→ **WHAT THE EXERCISE ASKS**: Your reply should be the following data, copied exactly.

→ **RECORDS FOR THE TASK**:
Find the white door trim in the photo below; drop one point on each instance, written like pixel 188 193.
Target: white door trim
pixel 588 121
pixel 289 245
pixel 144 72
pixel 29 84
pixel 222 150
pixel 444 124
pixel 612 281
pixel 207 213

→ **FINAL ANSWER**:
Find the white door trim in the photo below; drop one point on each instance, written like pixel 188 193.
Target: white door trim
pixel 588 121
pixel 289 245
pixel 144 72
pixel 29 84
pixel 222 150
pixel 444 124
pixel 612 281
pixel 207 213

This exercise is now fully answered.